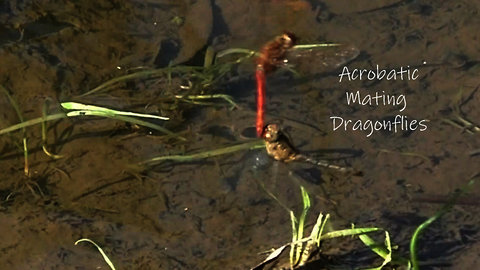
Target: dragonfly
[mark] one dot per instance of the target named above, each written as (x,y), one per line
(282,51)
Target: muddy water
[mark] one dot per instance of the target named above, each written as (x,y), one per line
(215,214)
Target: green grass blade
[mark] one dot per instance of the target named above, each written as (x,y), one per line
(236,51)
(206,154)
(312,46)
(424,225)
(105,257)
(383,251)
(125,119)
(32,122)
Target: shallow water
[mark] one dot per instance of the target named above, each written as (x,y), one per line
(215,213)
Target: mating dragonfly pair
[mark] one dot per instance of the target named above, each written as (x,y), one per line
(279,52)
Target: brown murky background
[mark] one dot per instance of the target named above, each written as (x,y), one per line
(214,214)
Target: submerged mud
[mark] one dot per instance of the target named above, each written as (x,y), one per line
(218,213)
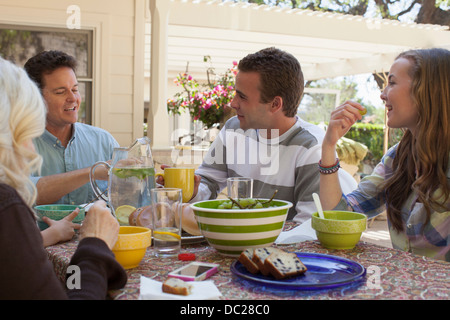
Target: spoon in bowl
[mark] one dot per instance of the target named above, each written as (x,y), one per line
(318,205)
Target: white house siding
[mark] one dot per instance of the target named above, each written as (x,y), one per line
(118,54)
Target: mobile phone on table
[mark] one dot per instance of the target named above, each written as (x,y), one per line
(195,271)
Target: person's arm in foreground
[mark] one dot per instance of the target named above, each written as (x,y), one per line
(342,118)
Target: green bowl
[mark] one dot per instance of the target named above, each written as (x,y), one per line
(339,229)
(56,212)
(231,231)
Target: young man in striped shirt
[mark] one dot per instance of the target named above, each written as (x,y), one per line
(266,140)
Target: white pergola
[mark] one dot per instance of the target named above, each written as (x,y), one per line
(326,44)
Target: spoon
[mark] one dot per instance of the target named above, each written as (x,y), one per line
(318,205)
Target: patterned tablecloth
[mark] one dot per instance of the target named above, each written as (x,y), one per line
(401,275)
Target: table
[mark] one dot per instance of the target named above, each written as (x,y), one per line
(401,275)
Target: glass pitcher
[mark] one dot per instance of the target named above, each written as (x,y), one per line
(131,177)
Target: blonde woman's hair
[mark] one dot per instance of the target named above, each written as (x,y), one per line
(422,160)
(23,112)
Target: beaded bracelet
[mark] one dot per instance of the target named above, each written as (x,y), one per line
(331,169)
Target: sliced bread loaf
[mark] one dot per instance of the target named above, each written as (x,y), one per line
(284,264)
(176,286)
(246,259)
(260,255)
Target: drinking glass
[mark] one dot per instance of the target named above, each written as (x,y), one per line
(167,205)
(240,187)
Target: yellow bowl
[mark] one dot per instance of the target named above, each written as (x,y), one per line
(339,229)
(131,245)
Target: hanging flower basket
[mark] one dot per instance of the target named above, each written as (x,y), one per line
(208,103)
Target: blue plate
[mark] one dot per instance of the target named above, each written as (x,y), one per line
(324,272)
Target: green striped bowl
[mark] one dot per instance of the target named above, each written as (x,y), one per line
(232,231)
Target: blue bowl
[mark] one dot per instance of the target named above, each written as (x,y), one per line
(57,212)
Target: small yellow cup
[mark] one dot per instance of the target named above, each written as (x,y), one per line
(180,177)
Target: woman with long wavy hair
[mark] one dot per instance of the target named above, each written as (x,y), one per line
(412,181)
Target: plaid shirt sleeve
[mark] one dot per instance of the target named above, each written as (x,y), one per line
(431,239)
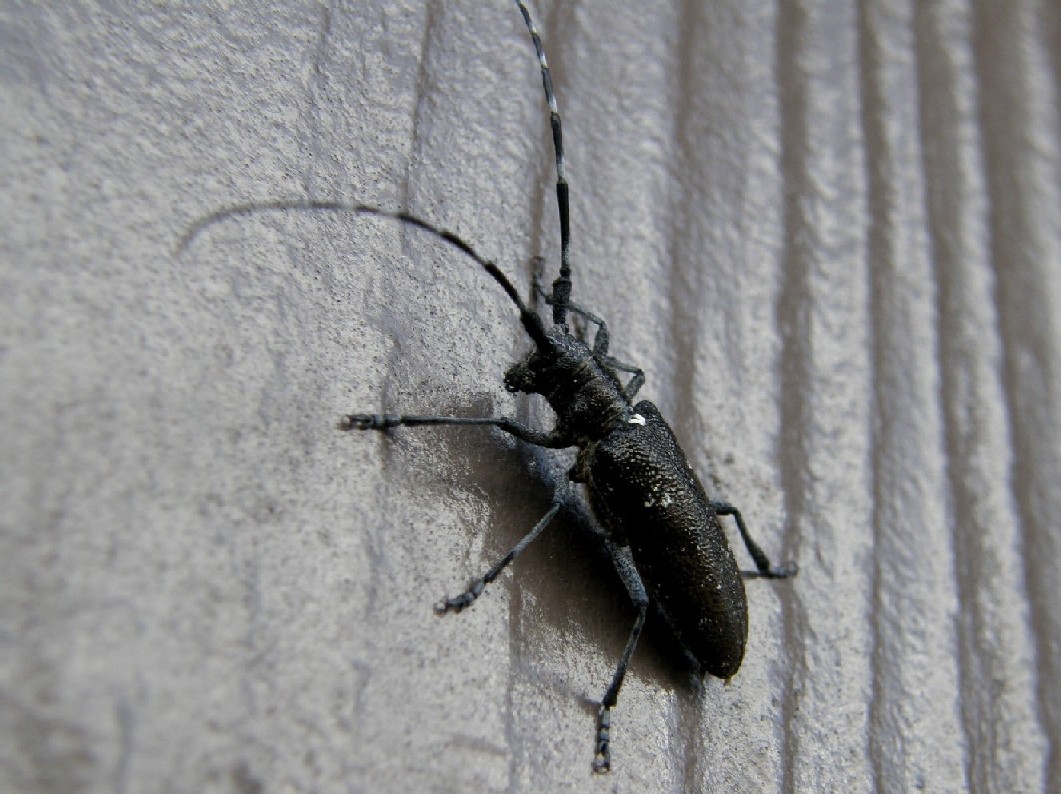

══════════════════════════════

» Your objective
Copy out all of the material above word for word, leaving out the pictures.

» Exercise response
Target: dragonfly
[mark] one dot per instance of the target named above, each written as (x,y), one per line
(282,51)
Target: muddy water
[mark] one dot per instance of the target named above, each written as (x,y), one per line
(215,214)
Target: green grass blade
[mark] one dot per instance of the target named above, each written as (x,y), one per line
(236,51)
(206,154)
(312,46)
(424,225)
(105,257)
(383,251)
(125,119)
(32,122)
Target: shallow water
[mark] one dot per instance of the target named above, each written as (x,y), one per line
(215,213)
Target: mating dragonfly pair
[mark] one dot per instance of the target named above, each written as (x,y), one per line
(279,52)
Target: brown murky background
[mark] one dot per instance of the target named above, each written as (x,y), one per line
(214,214)
Target: submerged mud
[mark] one dot per instance of the target named above, each written as (x,y), one per line
(218,213)
Target: spoon in bowl
[mark] one dot per instance of the target named above, each written as (x,y), one per line
(318,205)
Target: white house siding
[mark] one dot per instance of the target named above, each written as (x,y), one per line
(118,54)
Target: mobile phone on table
[mark] one dot per instance of the target named above, each written as (x,y), one per line
(195,271)
Target: person's arm in foreground
[mark] one dot per instance of the target named above, each written as (x,y), one per line
(342,118)
Target: green bowl
[mark] one dot per instance of the target named above, each written as (x,y), one per line
(339,229)
(56,212)
(231,231)
Target: young man in striped shirt
[mark] one dot per instance of the target named above, each written as (x,y), one per line
(266,140)
Target: white pergola
[mark] one dot per instance of the target named above, each written as (x,y), one per line
(326,44)
Target: spoon
[mark] one dot per instance of the target named above, each written as (x,y), one per line
(318,205)
Target: patterned tablecloth
[mark] one dot per instance of the target named above, each written as (x,y), one per line
(401,275)
Target: table
[mark] one dot per instance of the target named above, each written as (x,y), one per line
(401,275)
Target: glass pitcher
[mark] one dot per instance of the target named above, each written as (x,y), one per line
(131,177)
Target: blonde woman's hair
[mark] one dot per instance of the target named above, each written as (x,y), one per line
(422,160)
(23,112)
Target: beaded bracelet
[mark] one dot per instance of the target named above, each written as (x,y), one per line
(331,169)
Target: sliced bread loaf
[mark] one dot per instance of the target named above, each written as (x,y), one per line
(284,264)
(176,286)
(246,259)
(260,255)
Target: drinking glass
[mark] one dot per instance of the target named above, each written as (x,y), one per line
(167,205)
(240,187)
Target: yellow bowl
[mark] one dot per instance of the target named above, each written as (x,y), one per line
(339,229)
(131,245)
Target: hanging flower basket
[mark] one dot per instance of the target named above, each written as (x,y), one per line
(208,103)
Target: blue plate
[mark] one dot per instance of the target named above, each written as (x,y), one per line
(324,272)
Target: green striped bowl
[mark] one dot per instance of the target named above, each written as (x,y), one per line
(232,231)
Target: blue bowl
[mark] one dot per instance of the target named above, each written as (x,y), one per line
(57,212)
Target: small yellow cup
[mark] one dot per instance of the target named above, each written as (x,y), one per line
(180,177)
Target: woman with long wavy hair
[mark] one dot per instance of the target named above, each written as (x,y), one per line
(412,181)
Target: plaid shirt sleeve
[mark] one dot per instance of the target named above, each written as (x,y), one per line
(431,239)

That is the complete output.